The task: Locate and copy each line in the data that contains the word "book".

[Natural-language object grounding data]
• • • • •

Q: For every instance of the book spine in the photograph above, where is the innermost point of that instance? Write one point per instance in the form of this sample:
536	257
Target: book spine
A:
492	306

• • • • •

Answer area:
Q: For every instance of the book spine in the photograph above, where is the innermost point of that instance? Write one point per instance in the form of this sample:
Target: book spine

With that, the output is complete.